Answer from the SkyView note on SDSS DR8:
1. What key change in the new data makes individual pixel values very different between DR7 and DR8?
2. What compression technique is now used for the data?
3. Which survey names point to DR7 during the transition period?

SOURCE EXTRACT:
____

SkyView Support for SDSS DR8

We have updated SkyView to use the DR8 release of the Sloan Digital Sky Survey (SDSS). The DR8 includes substantially greater sky coverage and is a major reprocessing of all data in the SDSS. There are a fair number of changes both in the content and internal formats. The changes are summarized by the SDSS team in their differences page. A key change is that the new data are sky subtracted so that individual pixel values are very different between the DR7 and DR8. While the loglog scaling was often helpful is showing features in the DR7, the default log scaling generally does fine with the DR8.

Internally the data provided to SkyView has changed substantially. Data are now compressed using the BZIP2 compression technique and getting efficient support for decompressing these data was one of the reasons it took us so long to update.

Since the DR7 and DR8 differ significantly  SkyView will support both for a transition period. The SDSSx survey names will point to the DR8 while the SDSSDR7x surveys will point to the DR7. The servers for the DR8 and entirely different from the DR7.  Last week there was some problem with the DR8’s servers’ hardware.  If such problems recur you can use the DR7 surveys as a backup.   The DR7 surveys are listed at the bottom of the menu in which the DR8 surveys are found.

____

DATA EXCERPT:
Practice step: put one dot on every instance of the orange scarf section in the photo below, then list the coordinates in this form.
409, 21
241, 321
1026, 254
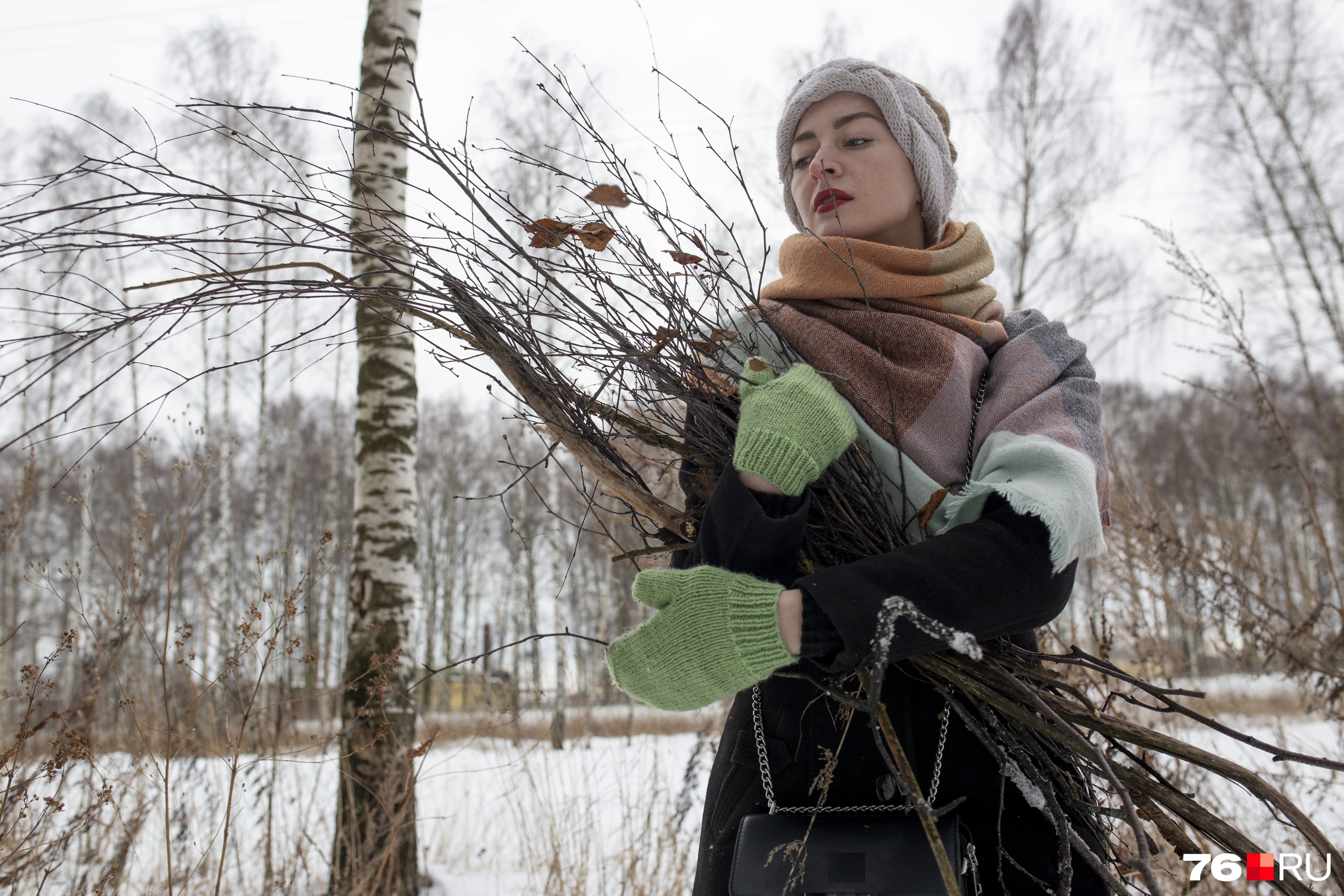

____

THE REPLY:
1. The new data are sky subtracted.
2. BZIP2.
3. The SDSSDR7x surveys.